## [WHAT THE TASK ASKS]
Copy the data from the line that contains "the dark pant" to its last line, exactly, including both of those lines and leaving out everything before.

(Location identification entries)
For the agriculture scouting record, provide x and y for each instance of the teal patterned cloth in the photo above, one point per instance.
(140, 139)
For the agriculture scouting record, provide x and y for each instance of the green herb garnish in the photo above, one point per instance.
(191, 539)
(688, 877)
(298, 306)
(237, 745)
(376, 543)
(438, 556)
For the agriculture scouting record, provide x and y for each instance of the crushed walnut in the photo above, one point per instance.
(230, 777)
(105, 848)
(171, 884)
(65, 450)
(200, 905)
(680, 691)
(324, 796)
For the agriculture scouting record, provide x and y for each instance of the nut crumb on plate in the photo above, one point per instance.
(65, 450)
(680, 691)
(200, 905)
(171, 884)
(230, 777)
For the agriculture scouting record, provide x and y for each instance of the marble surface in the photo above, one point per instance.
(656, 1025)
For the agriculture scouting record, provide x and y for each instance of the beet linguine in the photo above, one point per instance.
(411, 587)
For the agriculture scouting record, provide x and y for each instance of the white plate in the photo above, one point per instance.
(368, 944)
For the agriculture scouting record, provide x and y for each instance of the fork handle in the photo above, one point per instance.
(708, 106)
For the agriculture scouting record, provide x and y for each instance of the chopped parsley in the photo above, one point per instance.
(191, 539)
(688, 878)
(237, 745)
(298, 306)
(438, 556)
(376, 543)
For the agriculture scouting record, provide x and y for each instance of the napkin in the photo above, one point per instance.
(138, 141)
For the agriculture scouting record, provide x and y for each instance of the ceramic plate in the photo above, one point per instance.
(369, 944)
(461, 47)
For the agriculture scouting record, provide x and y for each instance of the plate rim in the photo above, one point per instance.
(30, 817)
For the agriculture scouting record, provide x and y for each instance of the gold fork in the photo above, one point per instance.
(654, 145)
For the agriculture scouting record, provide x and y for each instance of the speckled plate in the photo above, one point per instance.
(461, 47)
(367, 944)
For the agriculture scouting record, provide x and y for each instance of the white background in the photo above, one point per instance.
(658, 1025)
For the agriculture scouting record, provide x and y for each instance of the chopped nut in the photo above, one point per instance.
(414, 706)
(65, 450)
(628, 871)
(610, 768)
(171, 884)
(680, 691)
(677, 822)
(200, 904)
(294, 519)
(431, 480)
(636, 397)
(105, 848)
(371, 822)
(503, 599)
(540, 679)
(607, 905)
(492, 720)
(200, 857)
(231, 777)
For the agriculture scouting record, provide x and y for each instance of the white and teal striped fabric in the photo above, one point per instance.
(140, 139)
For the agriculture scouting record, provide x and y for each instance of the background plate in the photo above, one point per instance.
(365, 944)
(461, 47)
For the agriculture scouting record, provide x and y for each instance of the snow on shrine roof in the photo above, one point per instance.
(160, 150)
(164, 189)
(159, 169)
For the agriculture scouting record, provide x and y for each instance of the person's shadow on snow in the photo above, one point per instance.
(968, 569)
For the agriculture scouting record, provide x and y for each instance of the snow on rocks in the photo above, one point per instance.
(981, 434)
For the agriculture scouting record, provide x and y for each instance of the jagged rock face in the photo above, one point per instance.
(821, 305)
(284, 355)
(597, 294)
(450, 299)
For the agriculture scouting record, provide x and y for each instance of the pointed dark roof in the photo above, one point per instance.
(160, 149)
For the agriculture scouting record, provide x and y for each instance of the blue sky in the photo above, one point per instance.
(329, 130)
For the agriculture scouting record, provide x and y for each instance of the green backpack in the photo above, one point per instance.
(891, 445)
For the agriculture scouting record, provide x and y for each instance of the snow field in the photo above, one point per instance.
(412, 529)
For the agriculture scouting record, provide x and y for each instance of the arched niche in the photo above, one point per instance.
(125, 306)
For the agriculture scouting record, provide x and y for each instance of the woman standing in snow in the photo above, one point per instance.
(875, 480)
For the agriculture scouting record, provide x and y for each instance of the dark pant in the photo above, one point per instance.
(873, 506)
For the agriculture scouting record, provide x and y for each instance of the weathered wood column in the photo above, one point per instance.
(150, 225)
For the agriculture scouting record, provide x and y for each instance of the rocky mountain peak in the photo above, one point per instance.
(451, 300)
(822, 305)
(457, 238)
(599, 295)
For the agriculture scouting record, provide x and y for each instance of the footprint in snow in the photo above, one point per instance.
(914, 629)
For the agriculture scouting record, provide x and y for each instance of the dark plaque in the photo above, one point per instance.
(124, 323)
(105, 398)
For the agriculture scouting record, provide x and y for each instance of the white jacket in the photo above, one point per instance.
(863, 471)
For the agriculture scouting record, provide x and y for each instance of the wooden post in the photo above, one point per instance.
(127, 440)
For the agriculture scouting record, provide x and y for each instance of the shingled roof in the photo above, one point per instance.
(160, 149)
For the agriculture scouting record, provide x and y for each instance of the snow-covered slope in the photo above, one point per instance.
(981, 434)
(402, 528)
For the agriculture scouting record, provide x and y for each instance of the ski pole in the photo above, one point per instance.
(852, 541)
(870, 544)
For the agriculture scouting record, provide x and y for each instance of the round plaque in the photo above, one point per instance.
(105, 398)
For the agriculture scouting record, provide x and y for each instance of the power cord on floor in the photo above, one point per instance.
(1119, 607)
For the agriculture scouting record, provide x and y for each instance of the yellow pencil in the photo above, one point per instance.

## [ANSWER TO THIS EXERCISE]
For the agriculture scouting record, provide x and y for each instance of the dark pant in the photo above, one point per instance.
(873, 506)
For the agriculture scouting record, provide x and y for each instance of the weathered wood column in the photo above, one point per instance.
(150, 225)
For the agriculture scouting record, provide x and y for each instance of the rocky mountain peak in the photo above, one point per instance.
(451, 300)
(822, 305)
(457, 238)
(599, 295)
For the agriculture scouting record, provide x and y for each instance of the footprint in snow in the photo above, one point per instance.
(914, 629)
For the agriculture scouting record, provide x and y for each instance of the dark plaque in the photo above, one point per instance.
(124, 323)
(105, 398)
For the agriculture scouting record, provide x and y for each instance of the white jacket in the photo above, one point per instance.
(863, 471)
For the agriculture scouting record, provide x and y for each instance of the wooden post in the photo above, one point per instance.
(127, 440)
For the agriculture scouting record, provide x and y for each instance of the shingled roof in the photo above, one point per instance.
(160, 149)
For the agriculture scouting record, provide x and y for each instance of the snow-covered slope in the photo above, one point per instance.
(981, 434)
(402, 528)
For the agriculture scouting record, provide x and y for each instance of the ski pole in the photo above, one point per instance.
(852, 541)
(870, 544)
For the agriculture scouting record, provide x and y for each instance of the round plaque in the photo above, one point per instance.
(105, 398)
For the agriculture scouting record, provide x and y for each instance of the power cord on floor in the photo above, one point per instance.
(1119, 607)
For the agriculture scouting record, provide x and y for each instance of the yellow pencil in the photo above, one point per instance.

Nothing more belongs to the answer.